#### Description of the task
Answer these questions from the excerpt on embryo aneuploidy below, numbering the answers 1., 2., 3., one a line.
1. What total number of biopsied embryos did the a priori power analysis call for?
2. What kind of institution were the study's patients limited to?
3. How many couples in the general population experience infertility, according to the text?

#### Text excerpt
One major strength of this study is our relatively large sample size. Our study is one of the largest evaluating oocyte and embryo quality in fertile and infertile patients. Another strength is the exclusion of repeat ART cycles from the same patient: By including only the first ART cycle, we avoided repeated measure bias as well as potential confounding effects that may result from using data from prior cycles to modify protocols and trigger decisions. Our study is also unique in that it stratified results by age and matched patients by both age and number of oocytes retrieved, which allowed us to control for the effects of age and ovarian reserve.

An a priori power analysis revealed that a total sample size of 2740 biopsied embryos (n = 685 embryos from fertile patients and n = 2055 embryos from infertile patients) would detect a 5% difference in aneuploidy rate with 80% power, with an alpha error of 0.05. Therefore, we can conclude that we would be powered to detect a 5% or more difference in aneuploidy rates between the fertile and infertile cohorts. In addition, we were powered to detect a 5% or more difference in aneuploidy between the two cohorts in the < 35-year and ≥ 35-year subgroups.

One limitation of our study was the high incidence of multifactorial infertility among patients in the infertile group, which limited analysis of embryo ploidy by diagnostic subgroup. The presence of multiple infertility diagnoses is common in our institution, and patients with these diagnoses were not excluded as they represented a large proportion of our patient population. Our study was also limited to patients from a single high-volume urban academic institution. Our results therefore may not be generalizable to fertile patients with different demographics. Further studies with larger sample sizes from a wider range of geographic locations and center types are needed to validate our findings. Finally, as ploidy rates differ between PGT-A laboratories based on different thresholds for detecting euploidy/mosaicism/aneuploidy, our reported ploidy rates may differ from those reported by groups that use other PGT-A laboratories.

Importantly, our fertile study population is likely more representative of the general population, in which one in eight couples experience infertility, than of a patient population with proven fertility. Furthermore, patients may be more likely to pursue fertility preservation with embryo banking if they are found to have low AMH at a routine gynecology visit or initial fertility consultation; thus, our fertile group may, in fact, represent patients with lower fertility than the general population. Because our fertile cohort likely contains some infertile patients, the aneuploidy rate in our fertile cohort could be artificially elevated.

In conclusion, our study provides a valuable resource for counseling fertile patients without an infertility diagnosis about their predicted PGT-A outcomes. Currently, counseling of patients undergoing ART with PGT-A is focused on maternal age-based predictions, using data largely gathered from patients undergoing IVF due to infertility. Our study provides evidence that patients without a diagnosis of infertility may have a similar percentage of aneuploid embryos among biopsied embryos as their infertile counterparts. Patients seeking ART for reasons other than infertility can, therefore, be reassured that the percentage of transferrable embryos they obtain may be comparable to current age-based estimates. Further research is warranted to investigate the significance of the higher mosaicism rate seen in our infertile cohort, which confers an overall equivalent rate of potentially transferable embryos compared to fertile patients. Infertile patients pursuing ART may still be reassured that they are just as likely to obtain at least one euploid embryo per cycle compared to fertile patients.

#### Supplied material
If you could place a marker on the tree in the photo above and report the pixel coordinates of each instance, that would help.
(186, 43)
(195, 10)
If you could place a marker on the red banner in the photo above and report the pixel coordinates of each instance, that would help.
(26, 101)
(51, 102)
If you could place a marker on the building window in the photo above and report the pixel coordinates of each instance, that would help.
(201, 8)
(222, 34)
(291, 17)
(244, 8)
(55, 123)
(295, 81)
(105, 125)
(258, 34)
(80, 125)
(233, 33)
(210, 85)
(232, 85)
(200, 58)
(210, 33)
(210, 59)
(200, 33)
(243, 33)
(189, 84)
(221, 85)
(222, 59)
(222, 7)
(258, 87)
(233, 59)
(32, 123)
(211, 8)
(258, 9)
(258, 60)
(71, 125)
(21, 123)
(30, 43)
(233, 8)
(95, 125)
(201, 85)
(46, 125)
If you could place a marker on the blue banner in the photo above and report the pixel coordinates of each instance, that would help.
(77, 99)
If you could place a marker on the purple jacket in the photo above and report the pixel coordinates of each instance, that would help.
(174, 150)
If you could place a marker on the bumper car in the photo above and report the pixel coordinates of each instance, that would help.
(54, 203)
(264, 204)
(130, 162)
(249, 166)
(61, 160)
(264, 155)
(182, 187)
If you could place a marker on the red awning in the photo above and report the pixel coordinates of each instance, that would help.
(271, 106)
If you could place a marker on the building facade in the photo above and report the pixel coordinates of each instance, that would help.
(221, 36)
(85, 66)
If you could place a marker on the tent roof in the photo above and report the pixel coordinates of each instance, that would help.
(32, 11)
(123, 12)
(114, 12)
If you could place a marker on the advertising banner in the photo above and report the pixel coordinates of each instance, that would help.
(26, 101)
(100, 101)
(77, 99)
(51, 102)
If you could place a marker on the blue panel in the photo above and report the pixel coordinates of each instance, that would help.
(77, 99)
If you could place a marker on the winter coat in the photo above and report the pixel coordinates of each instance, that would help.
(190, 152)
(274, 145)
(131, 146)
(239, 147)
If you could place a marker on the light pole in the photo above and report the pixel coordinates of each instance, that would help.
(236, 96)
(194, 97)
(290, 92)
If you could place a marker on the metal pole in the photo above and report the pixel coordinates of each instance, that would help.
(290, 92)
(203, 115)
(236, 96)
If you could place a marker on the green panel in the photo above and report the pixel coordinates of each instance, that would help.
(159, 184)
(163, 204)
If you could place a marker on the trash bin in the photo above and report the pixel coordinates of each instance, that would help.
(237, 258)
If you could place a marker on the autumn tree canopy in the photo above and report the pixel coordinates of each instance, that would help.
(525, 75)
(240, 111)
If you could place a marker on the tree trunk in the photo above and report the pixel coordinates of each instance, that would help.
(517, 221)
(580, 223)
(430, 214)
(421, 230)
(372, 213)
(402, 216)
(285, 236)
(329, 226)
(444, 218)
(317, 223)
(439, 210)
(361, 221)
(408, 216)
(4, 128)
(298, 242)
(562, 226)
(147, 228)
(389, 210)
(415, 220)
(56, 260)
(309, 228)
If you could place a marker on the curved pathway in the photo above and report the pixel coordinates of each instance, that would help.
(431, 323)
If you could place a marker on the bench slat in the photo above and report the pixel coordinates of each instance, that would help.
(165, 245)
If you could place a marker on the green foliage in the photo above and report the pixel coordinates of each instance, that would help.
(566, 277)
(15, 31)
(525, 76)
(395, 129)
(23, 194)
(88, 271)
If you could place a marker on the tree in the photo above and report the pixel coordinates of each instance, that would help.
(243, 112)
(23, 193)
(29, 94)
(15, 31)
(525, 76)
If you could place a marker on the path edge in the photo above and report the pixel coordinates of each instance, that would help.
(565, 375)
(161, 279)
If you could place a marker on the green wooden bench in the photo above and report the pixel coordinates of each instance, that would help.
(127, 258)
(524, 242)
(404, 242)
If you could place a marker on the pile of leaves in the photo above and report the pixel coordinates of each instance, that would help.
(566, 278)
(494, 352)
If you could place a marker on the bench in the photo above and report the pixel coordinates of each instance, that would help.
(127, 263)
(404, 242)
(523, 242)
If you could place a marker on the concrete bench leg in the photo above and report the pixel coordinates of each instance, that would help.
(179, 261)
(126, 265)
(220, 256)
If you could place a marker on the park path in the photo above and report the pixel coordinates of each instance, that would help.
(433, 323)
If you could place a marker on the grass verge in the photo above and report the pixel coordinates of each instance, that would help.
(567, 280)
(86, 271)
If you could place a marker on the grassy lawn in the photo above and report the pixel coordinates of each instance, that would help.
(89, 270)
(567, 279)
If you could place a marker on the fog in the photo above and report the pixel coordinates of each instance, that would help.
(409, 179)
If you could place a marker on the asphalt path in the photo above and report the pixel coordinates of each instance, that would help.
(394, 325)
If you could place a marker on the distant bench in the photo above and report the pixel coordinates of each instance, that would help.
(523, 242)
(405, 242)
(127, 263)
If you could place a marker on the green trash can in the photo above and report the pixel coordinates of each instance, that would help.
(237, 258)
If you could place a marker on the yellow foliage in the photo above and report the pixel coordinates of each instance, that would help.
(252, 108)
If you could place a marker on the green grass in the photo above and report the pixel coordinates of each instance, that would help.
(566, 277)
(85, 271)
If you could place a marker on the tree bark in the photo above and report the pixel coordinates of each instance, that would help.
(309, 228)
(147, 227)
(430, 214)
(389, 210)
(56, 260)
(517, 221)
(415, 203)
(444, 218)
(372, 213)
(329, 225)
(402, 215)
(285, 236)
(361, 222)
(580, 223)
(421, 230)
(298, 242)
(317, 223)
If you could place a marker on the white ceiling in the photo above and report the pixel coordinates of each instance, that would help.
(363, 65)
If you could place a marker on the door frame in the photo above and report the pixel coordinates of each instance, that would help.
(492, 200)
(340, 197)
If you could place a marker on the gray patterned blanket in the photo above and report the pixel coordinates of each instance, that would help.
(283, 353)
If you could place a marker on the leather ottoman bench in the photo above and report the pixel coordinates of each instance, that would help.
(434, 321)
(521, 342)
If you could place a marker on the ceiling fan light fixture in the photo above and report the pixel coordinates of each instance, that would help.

#### Response to the task
1. 2740 biopsied embryos (685 from fertile patients and 2055 from infertile patients).
2. A single high-volume urban academic institution.
3. One in eight couples.